*SOURCE EXTRACT:*
######

Digital Storytelling 106
In this blog I’m going to discuss what I feel has been a particularly important MOOC, Digital Storytelling 106. I’ll discuss why I feel it’s important, its pedagogies, the innovations that it represents, and how it may hopefully be used as a format for future educational scenarios.
What is Digital Storytelling 106?
Digital Storytelling 106, more popularly known as ds106, is an open online course which began in 2010 as a computer science class on the subject of Digital Storytelling at the University of Mary Washington.
The course covers text-based technologies such as blogging, the roles of audio, video, and images, computer animation, the ethics of modifying digital images, and how narratives are published and disseminated. Students, who require no previous computer experience, use these digital tools and media to create and communicate their own stories.
Though ds106 might commonly be identified as a Massive Open Online Course or MOOC, it arguably isn’t impossible for to compare ds106 with many (if any) other courses that identify as such.
However, ds106 fits the criteria of being an online course that is open access and available to unlimited numbers of learners. There are no prerequisites, fees, or required levels of participation with learners taking part on a voluntary basis.
The course began as a creative elective purely for computer science students but was made open in 2011. Running alongside the regular UMW ds106, courses a number of evolving iterations followed. In 2013, the course organisers ran the experimental Headless ds106 that featured no teacher. This was then adapted to provide an ongoing non-time-bound ds106 experience as the Open ds106 Course. More recently there has been the development of a new Social Media Production ds106 ‘aimed at developing an online presence and exploring digital storytelling through units of study materials and creative assignments’.
Why is ds106 innovative?
Before exploring ds106 as an innovation or a vehicle for it, we need to remember what innovation may be in this context. Central to innovation is change. This change may be the development and implementation of new devices or practices to replace or complement existing tools and operations. Innovation can also be defined as how a familiar process in one context is used for the first time in another to affect change. In ds106’s context of online learning, a primary consideration would be whether the course has positively affected a change in pedagogy within online learning or whether it is the continuance of traditional styles of instruction.

######

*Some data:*
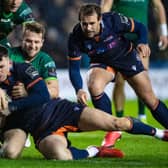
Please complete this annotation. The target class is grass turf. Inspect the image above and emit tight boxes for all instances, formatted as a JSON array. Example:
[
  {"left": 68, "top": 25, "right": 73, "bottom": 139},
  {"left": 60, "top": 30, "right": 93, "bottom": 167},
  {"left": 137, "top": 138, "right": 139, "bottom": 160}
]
[{"left": 0, "top": 101, "right": 168, "bottom": 168}]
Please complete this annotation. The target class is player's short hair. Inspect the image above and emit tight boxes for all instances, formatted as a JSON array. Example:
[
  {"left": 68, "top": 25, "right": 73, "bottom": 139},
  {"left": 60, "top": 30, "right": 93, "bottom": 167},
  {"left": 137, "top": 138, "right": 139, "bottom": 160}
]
[
  {"left": 23, "top": 21, "right": 45, "bottom": 38},
  {"left": 78, "top": 3, "right": 101, "bottom": 21},
  {"left": 0, "top": 45, "right": 8, "bottom": 61}
]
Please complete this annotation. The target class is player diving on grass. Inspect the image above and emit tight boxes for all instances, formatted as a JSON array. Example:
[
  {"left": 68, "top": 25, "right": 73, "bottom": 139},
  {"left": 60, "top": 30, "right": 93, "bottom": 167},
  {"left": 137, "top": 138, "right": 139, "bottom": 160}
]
[
  {"left": 0, "top": 46, "right": 168, "bottom": 160},
  {"left": 68, "top": 4, "right": 168, "bottom": 146}
]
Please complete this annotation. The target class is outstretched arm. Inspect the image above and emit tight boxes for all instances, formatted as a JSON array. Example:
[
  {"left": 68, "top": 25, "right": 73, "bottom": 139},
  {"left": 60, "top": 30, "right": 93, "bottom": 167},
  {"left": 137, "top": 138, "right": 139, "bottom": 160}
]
[
  {"left": 100, "top": 0, "right": 114, "bottom": 13},
  {"left": 152, "top": 0, "right": 168, "bottom": 50}
]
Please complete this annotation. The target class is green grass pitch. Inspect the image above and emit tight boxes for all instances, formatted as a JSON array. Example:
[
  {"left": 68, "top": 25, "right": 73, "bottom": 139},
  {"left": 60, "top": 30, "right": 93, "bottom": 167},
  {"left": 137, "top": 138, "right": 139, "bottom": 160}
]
[{"left": 0, "top": 101, "right": 168, "bottom": 168}]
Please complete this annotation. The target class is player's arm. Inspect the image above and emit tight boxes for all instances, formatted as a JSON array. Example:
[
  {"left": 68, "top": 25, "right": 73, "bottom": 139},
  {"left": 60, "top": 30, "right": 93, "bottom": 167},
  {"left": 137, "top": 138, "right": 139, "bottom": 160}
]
[
  {"left": 8, "top": 65, "right": 50, "bottom": 112},
  {"left": 152, "top": 0, "right": 168, "bottom": 50},
  {"left": 68, "top": 56, "right": 83, "bottom": 93},
  {"left": 45, "top": 78, "right": 59, "bottom": 99},
  {"left": 132, "top": 20, "right": 151, "bottom": 57},
  {"left": 68, "top": 34, "right": 87, "bottom": 104},
  {"left": 39, "top": 58, "right": 59, "bottom": 99},
  {"left": 100, "top": 0, "right": 114, "bottom": 13},
  {"left": 113, "top": 13, "right": 150, "bottom": 57}
]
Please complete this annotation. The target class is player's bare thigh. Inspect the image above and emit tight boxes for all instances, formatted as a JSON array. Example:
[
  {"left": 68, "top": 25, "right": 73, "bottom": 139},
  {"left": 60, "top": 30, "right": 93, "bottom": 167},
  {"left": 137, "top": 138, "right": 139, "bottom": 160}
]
[
  {"left": 127, "top": 71, "right": 157, "bottom": 109},
  {"left": 38, "top": 134, "right": 72, "bottom": 160},
  {"left": 78, "top": 107, "right": 130, "bottom": 131},
  {"left": 87, "top": 67, "right": 115, "bottom": 95},
  {"left": 2, "top": 129, "right": 27, "bottom": 159}
]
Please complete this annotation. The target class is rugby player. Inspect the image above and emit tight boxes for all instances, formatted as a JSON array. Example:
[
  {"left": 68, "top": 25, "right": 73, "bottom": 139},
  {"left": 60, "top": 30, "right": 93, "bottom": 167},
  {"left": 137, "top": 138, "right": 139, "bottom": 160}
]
[
  {"left": 68, "top": 4, "right": 168, "bottom": 147},
  {"left": 0, "top": 22, "right": 59, "bottom": 153},
  {"left": 0, "top": 46, "right": 168, "bottom": 160},
  {"left": 0, "top": 0, "right": 34, "bottom": 46},
  {"left": 101, "top": 0, "right": 168, "bottom": 146}
]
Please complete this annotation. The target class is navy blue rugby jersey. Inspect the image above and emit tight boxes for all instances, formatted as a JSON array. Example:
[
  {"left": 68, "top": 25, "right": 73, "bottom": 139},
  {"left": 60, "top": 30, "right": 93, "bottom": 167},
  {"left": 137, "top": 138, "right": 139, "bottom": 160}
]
[{"left": 68, "top": 12, "right": 134, "bottom": 66}]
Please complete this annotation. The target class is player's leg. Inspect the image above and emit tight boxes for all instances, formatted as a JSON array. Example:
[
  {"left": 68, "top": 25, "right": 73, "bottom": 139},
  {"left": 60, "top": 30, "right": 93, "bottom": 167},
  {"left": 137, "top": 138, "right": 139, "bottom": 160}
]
[
  {"left": 1, "top": 129, "right": 27, "bottom": 159},
  {"left": 138, "top": 56, "right": 149, "bottom": 123},
  {"left": 87, "top": 67, "right": 121, "bottom": 147},
  {"left": 38, "top": 134, "right": 124, "bottom": 160},
  {"left": 38, "top": 135, "right": 72, "bottom": 160},
  {"left": 87, "top": 67, "right": 115, "bottom": 114},
  {"left": 113, "top": 73, "right": 125, "bottom": 117},
  {"left": 128, "top": 71, "right": 168, "bottom": 128},
  {"left": 78, "top": 107, "right": 168, "bottom": 141}
]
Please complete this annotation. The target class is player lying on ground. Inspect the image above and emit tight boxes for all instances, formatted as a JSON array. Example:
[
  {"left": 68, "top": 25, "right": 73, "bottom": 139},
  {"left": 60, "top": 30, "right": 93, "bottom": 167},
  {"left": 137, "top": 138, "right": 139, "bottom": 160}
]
[{"left": 0, "top": 46, "right": 168, "bottom": 160}]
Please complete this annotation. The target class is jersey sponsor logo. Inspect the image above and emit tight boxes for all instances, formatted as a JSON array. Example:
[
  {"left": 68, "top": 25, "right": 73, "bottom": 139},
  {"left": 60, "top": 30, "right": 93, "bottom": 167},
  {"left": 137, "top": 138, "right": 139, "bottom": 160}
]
[
  {"left": 131, "top": 65, "right": 137, "bottom": 71},
  {"left": 25, "top": 66, "right": 39, "bottom": 79},
  {"left": 104, "top": 35, "right": 114, "bottom": 42},
  {"left": 44, "top": 61, "right": 56, "bottom": 68},
  {"left": 120, "top": 0, "right": 145, "bottom": 3},
  {"left": 119, "top": 14, "right": 129, "bottom": 25},
  {"left": 48, "top": 67, "right": 57, "bottom": 77},
  {"left": 19, "top": 8, "right": 32, "bottom": 16},
  {"left": 1, "top": 18, "right": 11, "bottom": 23}
]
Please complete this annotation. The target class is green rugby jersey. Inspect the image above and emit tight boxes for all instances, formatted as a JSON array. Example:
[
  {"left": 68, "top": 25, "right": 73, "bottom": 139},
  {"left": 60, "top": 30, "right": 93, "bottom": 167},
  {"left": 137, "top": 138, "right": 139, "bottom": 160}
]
[
  {"left": 9, "top": 47, "right": 57, "bottom": 80},
  {"left": 112, "top": 0, "right": 149, "bottom": 43},
  {"left": 0, "top": 1, "right": 34, "bottom": 44}
]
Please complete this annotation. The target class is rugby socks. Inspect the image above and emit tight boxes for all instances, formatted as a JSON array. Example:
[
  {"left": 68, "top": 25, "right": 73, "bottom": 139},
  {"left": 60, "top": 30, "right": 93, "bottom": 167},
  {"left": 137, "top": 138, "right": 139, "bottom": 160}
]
[
  {"left": 91, "top": 92, "right": 112, "bottom": 114},
  {"left": 116, "top": 110, "right": 124, "bottom": 117},
  {"left": 151, "top": 100, "right": 168, "bottom": 129},
  {"left": 86, "top": 146, "right": 99, "bottom": 158},
  {"left": 69, "top": 147, "right": 89, "bottom": 160},
  {"left": 127, "top": 117, "right": 156, "bottom": 136},
  {"left": 138, "top": 99, "right": 145, "bottom": 116}
]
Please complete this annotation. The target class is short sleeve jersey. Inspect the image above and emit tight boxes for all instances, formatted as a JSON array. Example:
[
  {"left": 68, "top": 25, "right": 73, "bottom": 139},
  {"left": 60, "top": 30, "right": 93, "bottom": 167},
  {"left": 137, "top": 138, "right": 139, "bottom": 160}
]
[
  {"left": 0, "top": 1, "right": 34, "bottom": 41},
  {"left": 68, "top": 12, "right": 134, "bottom": 66},
  {"left": 9, "top": 47, "right": 57, "bottom": 80}
]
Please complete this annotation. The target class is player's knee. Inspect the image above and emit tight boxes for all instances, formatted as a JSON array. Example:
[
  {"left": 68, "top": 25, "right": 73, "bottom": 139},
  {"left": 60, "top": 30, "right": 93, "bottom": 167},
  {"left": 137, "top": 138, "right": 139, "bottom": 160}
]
[
  {"left": 39, "top": 139, "right": 72, "bottom": 160},
  {"left": 3, "top": 145, "right": 21, "bottom": 159},
  {"left": 115, "top": 117, "right": 130, "bottom": 131},
  {"left": 88, "top": 82, "right": 102, "bottom": 95}
]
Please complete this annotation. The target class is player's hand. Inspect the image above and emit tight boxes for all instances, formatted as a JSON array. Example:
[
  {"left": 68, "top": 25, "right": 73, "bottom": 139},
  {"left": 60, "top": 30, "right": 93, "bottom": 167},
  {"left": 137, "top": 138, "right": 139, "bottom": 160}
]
[
  {"left": 0, "top": 88, "right": 10, "bottom": 116},
  {"left": 136, "top": 44, "right": 151, "bottom": 58},
  {"left": 158, "top": 36, "right": 168, "bottom": 50},
  {"left": 12, "top": 82, "right": 28, "bottom": 99},
  {"left": 77, "top": 89, "right": 87, "bottom": 105}
]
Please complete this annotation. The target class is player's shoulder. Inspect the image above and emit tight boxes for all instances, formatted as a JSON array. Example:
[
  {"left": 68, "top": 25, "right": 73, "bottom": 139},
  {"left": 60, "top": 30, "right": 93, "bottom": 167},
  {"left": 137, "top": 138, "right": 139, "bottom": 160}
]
[
  {"left": 37, "top": 51, "right": 53, "bottom": 60},
  {"left": 15, "top": 1, "right": 34, "bottom": 21},
  {"left": 70, "top": 23, "right": 83, "bottom": 37},
  {"left": 11, "top": 62, "right": 39, "bottom": 78}
]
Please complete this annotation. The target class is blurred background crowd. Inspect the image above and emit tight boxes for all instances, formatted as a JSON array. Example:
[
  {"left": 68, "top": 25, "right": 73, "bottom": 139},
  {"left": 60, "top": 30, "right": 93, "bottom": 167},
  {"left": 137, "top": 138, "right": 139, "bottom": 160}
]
[{"left": 9, "top": 0, "right": 168, "bottom": 68}]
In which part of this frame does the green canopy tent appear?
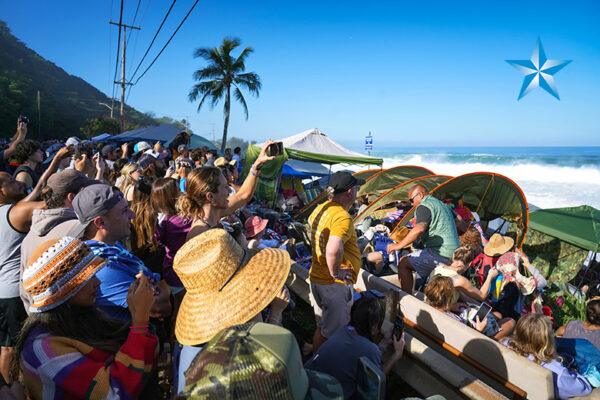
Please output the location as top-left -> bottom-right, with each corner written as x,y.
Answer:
354,175 -> 452,224
352,169 -> 385,181
242,128 -> 383,206
395,172 -> 529,246
358,165 -> 434,197
511,206 -> 600,284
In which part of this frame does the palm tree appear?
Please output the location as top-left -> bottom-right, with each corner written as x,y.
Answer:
188,38 -> 261,152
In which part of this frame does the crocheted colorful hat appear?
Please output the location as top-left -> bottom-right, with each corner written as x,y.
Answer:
23,236 -> 106,312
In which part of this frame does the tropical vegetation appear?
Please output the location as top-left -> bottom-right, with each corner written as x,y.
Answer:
188,38 -> 261,152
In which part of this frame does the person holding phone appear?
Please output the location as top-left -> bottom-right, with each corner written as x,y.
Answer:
178,140 -> 275,241
10,237 -> 158,399
304,296 -> 404,399
425,275 -> 515,340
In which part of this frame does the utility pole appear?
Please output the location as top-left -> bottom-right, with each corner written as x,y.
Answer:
109,20 -> 140,133
38,90 -> 42,138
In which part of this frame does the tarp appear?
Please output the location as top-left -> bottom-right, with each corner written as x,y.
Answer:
352,168 -> 385,180
294,166 -> 436,221
509,206 -> 600,284
281,163 -> 312,179
91,133 -> 114,142
256,128 -> 383,165
242,146 -> 288,207
189,133 -> 217,150
529,206 -> 600,253
358,165 -> 434,197
396,172 -> 529,246
115,124 -> 181,144
354,175 -> 452,223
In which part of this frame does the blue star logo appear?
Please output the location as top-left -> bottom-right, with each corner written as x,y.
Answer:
506,38 -> 571,100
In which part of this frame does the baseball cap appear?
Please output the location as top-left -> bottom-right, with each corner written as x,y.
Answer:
329,171 -> 366,194
144,149 -> 169,160
133,142 -> 152,154
138,153 -> 158,170
100,144 -> 115,157
46,169 -> 100,194
178,322 -> 344,400
70,183 -> 123,237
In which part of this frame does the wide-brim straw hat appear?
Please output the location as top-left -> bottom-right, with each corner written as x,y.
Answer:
173,229 -> 291,345
22,236 -> 106,312
483,233 -> 515,257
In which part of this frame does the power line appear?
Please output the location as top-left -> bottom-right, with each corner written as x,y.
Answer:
113,0 -> 123,104
132,0 -> 199,85
130,0 -> 178,81
127,0 -> 142,46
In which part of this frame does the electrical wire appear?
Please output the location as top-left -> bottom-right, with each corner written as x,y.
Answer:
125,0 -> 142,46
129,0 -> 177,82
132,0 -> 199,85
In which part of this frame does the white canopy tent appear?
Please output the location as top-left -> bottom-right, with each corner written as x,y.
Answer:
256,128 -> 382,165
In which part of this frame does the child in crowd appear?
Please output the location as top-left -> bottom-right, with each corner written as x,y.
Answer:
304,295 -> 404,399
503,314 -> 592,399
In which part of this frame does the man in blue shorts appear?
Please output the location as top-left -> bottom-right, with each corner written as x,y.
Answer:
387,185 -> 460,294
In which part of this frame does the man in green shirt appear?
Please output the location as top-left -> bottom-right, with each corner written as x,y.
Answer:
387,185 -> 460,294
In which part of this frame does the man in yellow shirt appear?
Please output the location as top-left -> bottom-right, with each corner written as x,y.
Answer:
308,172 -> 365,352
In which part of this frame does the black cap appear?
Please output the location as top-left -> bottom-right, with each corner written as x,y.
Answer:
329,171 -> 365,194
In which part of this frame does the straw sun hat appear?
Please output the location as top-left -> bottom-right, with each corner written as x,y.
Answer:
173,229 -> 291,345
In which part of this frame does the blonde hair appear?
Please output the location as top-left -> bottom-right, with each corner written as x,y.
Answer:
118,163 -> 139,194
425,275 -> 455,311
508,314 -> 558,364
177,167 -> 223,218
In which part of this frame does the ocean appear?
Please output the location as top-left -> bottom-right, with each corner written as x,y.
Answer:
342,147 -> 600,209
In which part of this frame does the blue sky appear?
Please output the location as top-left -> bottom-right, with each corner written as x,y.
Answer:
0,0 -> 600,150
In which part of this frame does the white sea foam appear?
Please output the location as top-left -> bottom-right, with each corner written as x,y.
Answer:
342,154 -> 600,208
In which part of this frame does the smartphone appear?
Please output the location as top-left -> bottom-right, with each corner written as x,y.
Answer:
392,315 -> 404,340
267,142 -> 283,156
356,357 -> 385,400
473,303 -> 492,322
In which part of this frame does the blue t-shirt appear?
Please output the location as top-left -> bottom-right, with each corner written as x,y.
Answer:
85,240 -> 160,321
304,325 -> 382,399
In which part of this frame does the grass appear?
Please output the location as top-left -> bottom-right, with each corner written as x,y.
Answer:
543,285 -> 586,328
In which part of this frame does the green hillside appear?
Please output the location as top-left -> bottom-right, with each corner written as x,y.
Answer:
0,21 -> 156,138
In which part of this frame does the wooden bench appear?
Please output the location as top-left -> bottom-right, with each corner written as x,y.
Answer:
288,264 -> 600,400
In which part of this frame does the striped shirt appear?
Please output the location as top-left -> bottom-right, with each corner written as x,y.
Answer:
21,326 -> 158,399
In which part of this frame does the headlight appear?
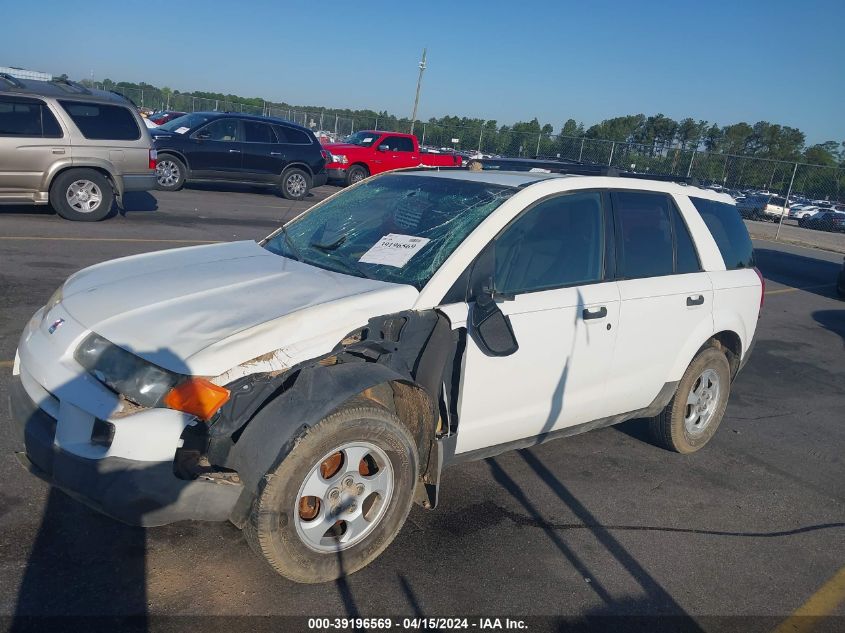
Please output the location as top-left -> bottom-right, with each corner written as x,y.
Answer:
73,334 -> 184,407
73,334 -> 230,420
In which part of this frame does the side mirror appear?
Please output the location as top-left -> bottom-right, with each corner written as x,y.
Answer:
470,294 -> 519,356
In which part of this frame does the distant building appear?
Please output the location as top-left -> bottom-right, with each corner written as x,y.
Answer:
0,66 -> 53,81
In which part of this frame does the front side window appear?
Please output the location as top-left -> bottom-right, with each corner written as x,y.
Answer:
343,132 -> 381,147
59,100 -> 141,141
0,97 -> 62,138
194,119 -> 240,142
263,174 -> 516,288
611,191 -> 674,279
494,192 -> 604,294
244,121 -> 276,143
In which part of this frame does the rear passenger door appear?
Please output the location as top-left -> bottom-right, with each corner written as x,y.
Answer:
187,118 -> 243,180
607,191 -> 713,413
0,96 -> 70,195
243,120 -> 286,182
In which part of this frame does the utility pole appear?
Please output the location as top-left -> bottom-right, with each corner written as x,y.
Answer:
411,49 -> 426,134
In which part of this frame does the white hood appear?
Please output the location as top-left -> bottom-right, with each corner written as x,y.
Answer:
62,237 -> 419,376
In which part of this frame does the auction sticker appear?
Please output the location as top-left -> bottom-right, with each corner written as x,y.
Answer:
358,233 -> 431,268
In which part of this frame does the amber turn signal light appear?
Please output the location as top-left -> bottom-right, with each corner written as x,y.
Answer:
164,378 -> 229,420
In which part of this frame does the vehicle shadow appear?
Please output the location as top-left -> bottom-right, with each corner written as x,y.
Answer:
754,248 -> 842,297
812,310 -> 845,347
8,350 -> 194,633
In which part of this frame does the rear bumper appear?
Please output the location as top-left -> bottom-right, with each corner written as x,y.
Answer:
9,376 -> 242,526
121,172 -> 156,192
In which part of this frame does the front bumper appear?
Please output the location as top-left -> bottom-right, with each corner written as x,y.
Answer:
9,376 -> 242,526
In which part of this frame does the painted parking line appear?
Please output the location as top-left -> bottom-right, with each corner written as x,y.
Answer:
766,284 -> 833,297
772,567 -> 845,633
0,235 -> 221,244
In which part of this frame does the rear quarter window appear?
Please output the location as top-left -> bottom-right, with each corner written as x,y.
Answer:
59,101 -> 141,141
690,196 -> 754,270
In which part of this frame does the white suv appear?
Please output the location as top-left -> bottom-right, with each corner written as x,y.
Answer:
12,170 -> 762,582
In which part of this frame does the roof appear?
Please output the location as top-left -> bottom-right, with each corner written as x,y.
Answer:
0,75 -> 131,104
393,168 -> 734,204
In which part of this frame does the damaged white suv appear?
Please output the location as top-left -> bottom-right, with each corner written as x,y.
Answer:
12,170 -> 762,582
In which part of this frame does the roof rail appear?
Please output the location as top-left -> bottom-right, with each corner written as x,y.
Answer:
478,158 -> 698,186
0,73 -> 26,88
50,79 -> 91,95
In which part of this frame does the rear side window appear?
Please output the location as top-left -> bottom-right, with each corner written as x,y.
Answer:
690,196 -> 754,270
275,125 -> 311,145
0,97 -> 62,138
244,121 -> 276,143
611,191 -> 675,279
59,101 -> 141,141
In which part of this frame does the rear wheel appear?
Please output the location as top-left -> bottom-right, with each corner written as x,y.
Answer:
650,347 -> 731,453
156,154 -> 187,191
279,168 -> 311,200
244,402 -> 418,583
50,169 -> 114,222
346,165 -> 370,185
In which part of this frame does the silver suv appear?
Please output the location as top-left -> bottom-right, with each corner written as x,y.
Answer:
0,74 -> 156,222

######

*WRITTEN EXERCISE 1:* Based on the ds106 text, say whether each statement agrees with it, answering yes or no and quoting the deciding words. (a) ds106 began in 2010 at the University of Mary Washington. (b) Students taking ds106 need previous computer experience. (c) The Headless ds106 run in 2013 had no teacher.
*WRITTEN EXERCISE 2:* Write a continuation of the ds106 text, picking up from the point where it stops.
The data has no connection to the ds106 text.

*ANSWER 1:*
(a) Yes: "began in 2010 as a computer science class on the subject of Digital Storytelling at the University of Mary Washington."
(b) No: "Students, who require no previous computer experience"
(c) Yes: "In 2013, the course organisers ran the experimental Headless ds106 that featured no teacher."

*ANSWER 2:*
The innovations relating to ds106 can perhaps be categorised into two areas. The platform which facilitates the learning and the innovations in learning that platform and the course’s pedagogy engenders.
ds106’s Platform
In place of a traditional learning management system (LMS) such as Moodle or Blackboard, ds106 is built upon a distributed network architecture. What this means is that instead of using a resource belonging to the University of Mary Washington where all interactions play out, resources are stored, and work is created and kept; students register their own web domains, manage their own blogs, and, as a result, learn to shape or assert their digital identities and own and take with them the stories they create. The ds106 platform itself is built on open source software, sites and free plugins.
The courses’ content is distributed through a central website, and students create artefacts such as images, videos, and audio files in response across the open web. Students submit their work by posting them to their own blogs but add a series of hashtags. These hashtags are recognised by the central website and is curated and connected to other students and educators. Hashtags, therefore, not only categorise information, but also coordinate learning for the participants that are invested in the ds106 community.
In general, the online component of a MOOC provides space to publish content such as video lectures and readings. ds106, however, provides more than that facility. It functions to help its participants be at the centre of the web content creation process.
DS106’s decision to design its distributed network architecture was based on Gardner Campbell’s conceptualization of a personal cyberinfrastucture in 2009. Gardner surmised that as opposed to simply giving students access to an institution’s ‘template-driven, plug-and-play, turnkey web applications’ that failed to empower them in the new post Web 2.0 online environment, students should be given their own webspace to build their own personal cyberinfrastructure. In doing so, students would acquire technical skills and engage in a variety of ‘richly teachable moments’ as they made their own way through what the Internet and its innovations offered to them.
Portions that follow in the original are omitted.